--- START ---
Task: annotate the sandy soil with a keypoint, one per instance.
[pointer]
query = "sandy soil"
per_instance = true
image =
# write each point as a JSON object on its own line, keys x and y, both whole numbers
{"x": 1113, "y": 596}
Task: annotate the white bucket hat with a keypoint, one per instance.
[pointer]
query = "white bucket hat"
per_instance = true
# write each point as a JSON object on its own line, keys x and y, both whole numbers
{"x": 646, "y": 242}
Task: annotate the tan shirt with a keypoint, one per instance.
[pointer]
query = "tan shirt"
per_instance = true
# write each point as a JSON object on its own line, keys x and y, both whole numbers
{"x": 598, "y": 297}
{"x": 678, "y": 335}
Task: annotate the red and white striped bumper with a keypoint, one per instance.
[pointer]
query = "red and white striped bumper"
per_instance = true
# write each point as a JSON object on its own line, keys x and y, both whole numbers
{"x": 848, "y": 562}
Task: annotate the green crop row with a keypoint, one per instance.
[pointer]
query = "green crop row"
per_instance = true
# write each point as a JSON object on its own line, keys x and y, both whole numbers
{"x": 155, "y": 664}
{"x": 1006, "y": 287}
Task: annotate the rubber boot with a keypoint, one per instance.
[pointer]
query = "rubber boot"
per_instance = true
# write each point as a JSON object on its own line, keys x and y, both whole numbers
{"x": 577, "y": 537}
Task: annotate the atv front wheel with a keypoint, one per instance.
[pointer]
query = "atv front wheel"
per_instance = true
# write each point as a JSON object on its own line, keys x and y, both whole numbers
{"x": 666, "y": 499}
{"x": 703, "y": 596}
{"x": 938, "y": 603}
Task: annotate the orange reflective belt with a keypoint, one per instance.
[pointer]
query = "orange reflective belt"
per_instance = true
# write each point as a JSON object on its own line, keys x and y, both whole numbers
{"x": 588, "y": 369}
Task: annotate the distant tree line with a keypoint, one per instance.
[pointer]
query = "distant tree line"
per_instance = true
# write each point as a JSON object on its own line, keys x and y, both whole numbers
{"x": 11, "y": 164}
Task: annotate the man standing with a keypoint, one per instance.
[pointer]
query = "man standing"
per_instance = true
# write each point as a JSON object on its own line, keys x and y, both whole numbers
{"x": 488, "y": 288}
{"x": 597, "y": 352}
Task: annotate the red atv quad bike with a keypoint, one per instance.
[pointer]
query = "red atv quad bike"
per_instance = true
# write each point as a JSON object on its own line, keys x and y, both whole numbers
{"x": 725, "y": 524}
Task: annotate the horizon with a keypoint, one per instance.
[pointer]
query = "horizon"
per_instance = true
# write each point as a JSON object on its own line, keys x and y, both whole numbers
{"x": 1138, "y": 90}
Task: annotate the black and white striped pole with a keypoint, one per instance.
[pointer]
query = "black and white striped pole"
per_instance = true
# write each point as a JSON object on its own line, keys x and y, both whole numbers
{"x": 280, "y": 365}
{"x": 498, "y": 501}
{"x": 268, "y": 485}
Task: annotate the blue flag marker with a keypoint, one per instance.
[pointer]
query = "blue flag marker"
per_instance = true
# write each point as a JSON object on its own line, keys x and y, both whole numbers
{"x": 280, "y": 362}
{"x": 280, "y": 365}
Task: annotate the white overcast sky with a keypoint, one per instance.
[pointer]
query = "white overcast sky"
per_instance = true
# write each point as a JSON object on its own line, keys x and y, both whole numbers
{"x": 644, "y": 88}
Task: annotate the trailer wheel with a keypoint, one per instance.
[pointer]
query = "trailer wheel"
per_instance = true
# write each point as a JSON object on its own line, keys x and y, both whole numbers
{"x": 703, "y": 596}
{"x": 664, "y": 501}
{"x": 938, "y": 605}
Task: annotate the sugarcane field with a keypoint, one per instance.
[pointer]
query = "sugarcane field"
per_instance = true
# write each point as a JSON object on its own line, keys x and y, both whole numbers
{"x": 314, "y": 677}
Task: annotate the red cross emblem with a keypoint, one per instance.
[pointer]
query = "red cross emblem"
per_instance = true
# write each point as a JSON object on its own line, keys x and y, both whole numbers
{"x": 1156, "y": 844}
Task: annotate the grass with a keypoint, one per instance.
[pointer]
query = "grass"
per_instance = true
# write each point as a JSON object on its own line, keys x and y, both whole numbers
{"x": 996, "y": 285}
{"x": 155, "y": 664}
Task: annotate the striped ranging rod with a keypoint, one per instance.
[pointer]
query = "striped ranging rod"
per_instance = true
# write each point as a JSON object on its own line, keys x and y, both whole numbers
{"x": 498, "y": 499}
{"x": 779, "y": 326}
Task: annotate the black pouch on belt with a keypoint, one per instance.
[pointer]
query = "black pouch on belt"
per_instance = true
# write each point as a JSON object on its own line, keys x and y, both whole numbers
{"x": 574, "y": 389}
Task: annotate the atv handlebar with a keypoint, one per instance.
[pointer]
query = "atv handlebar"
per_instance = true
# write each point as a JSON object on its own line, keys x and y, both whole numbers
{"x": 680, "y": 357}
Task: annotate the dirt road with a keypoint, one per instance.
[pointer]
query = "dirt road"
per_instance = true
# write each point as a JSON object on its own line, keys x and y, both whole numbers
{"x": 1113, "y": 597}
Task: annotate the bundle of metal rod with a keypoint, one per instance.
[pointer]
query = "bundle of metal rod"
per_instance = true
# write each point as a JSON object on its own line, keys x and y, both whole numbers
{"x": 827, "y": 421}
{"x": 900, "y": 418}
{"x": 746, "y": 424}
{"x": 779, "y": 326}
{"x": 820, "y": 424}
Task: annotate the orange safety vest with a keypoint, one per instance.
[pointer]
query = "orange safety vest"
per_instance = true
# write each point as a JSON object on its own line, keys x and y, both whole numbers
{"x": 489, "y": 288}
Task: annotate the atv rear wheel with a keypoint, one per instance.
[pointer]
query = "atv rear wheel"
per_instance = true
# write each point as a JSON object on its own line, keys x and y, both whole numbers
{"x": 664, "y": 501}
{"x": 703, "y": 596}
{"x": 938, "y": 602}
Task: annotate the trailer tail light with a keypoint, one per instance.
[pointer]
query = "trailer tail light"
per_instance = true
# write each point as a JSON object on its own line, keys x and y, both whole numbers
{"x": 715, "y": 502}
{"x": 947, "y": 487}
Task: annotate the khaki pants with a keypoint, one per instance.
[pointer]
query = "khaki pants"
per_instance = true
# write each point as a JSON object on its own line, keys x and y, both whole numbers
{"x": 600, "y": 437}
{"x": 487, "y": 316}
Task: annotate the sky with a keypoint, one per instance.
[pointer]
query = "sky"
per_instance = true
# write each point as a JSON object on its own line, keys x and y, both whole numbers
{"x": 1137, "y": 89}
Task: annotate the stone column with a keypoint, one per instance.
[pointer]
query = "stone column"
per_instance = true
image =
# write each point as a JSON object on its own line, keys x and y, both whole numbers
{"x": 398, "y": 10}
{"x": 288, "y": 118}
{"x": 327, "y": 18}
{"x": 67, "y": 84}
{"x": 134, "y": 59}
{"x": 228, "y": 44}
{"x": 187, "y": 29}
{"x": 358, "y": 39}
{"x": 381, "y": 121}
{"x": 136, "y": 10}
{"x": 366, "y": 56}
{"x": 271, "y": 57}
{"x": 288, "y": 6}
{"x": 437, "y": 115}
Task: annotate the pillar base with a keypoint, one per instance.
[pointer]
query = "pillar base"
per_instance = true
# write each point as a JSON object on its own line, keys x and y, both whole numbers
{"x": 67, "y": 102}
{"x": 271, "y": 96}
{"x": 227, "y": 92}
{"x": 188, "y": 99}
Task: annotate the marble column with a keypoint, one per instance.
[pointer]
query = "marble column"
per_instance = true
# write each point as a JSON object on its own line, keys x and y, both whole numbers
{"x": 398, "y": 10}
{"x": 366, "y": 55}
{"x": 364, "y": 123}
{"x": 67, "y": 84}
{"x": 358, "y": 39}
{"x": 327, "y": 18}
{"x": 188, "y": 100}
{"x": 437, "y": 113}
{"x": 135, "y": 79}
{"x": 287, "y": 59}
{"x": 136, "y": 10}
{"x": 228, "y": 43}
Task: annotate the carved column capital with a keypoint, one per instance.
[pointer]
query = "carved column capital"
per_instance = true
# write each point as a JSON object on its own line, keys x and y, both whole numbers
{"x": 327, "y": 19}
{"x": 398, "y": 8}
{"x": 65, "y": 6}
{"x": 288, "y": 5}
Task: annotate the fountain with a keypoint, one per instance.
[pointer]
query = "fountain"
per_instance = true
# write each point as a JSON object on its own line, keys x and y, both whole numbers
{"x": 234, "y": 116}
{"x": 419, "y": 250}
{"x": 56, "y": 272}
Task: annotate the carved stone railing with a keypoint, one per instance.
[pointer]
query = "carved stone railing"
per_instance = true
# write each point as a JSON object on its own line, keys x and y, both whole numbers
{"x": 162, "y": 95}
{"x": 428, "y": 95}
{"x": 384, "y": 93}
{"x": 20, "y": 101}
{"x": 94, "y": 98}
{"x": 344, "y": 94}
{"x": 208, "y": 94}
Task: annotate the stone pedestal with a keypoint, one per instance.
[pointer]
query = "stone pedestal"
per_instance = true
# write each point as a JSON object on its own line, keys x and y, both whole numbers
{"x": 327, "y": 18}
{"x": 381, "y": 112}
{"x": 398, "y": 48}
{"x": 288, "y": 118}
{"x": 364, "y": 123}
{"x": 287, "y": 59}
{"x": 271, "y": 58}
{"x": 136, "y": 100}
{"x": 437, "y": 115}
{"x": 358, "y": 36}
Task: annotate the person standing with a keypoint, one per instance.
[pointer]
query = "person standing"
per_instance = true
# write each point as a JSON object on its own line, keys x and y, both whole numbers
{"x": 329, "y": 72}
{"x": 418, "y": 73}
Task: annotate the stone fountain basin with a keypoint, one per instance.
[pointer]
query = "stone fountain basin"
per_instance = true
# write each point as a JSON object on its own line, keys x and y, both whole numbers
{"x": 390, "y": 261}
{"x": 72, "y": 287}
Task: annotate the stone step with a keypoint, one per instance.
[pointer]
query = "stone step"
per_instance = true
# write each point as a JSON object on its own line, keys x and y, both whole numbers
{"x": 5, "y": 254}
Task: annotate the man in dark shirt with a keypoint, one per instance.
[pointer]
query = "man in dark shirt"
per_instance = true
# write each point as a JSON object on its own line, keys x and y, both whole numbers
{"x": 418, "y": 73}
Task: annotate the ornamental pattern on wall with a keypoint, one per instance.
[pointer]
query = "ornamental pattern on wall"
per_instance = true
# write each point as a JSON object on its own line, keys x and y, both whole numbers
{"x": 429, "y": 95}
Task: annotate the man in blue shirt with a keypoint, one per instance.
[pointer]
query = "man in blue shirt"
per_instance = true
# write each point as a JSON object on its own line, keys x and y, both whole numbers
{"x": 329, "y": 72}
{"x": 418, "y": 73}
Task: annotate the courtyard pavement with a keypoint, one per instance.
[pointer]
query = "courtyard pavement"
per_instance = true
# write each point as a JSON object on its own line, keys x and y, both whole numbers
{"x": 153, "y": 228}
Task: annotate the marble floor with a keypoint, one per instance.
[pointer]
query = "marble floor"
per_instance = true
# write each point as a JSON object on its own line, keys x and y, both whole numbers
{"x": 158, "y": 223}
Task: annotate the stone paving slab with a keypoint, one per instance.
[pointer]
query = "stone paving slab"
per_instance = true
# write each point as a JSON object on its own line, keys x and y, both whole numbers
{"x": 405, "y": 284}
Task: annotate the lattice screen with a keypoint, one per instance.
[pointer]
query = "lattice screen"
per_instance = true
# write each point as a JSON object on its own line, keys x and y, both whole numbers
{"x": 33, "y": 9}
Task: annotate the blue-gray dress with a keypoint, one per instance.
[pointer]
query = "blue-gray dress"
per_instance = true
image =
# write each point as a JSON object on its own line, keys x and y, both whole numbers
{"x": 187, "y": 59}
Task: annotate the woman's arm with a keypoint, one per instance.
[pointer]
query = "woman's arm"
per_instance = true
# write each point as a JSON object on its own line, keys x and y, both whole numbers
--- END ---
## EXERCISE BRIEF
Pull each line containing the word "pole" out of the data above.

## RESPONSE AREA
Task: annotate the black and white striped pole with a keypoint, one per instance.
query = "black and white striped pole"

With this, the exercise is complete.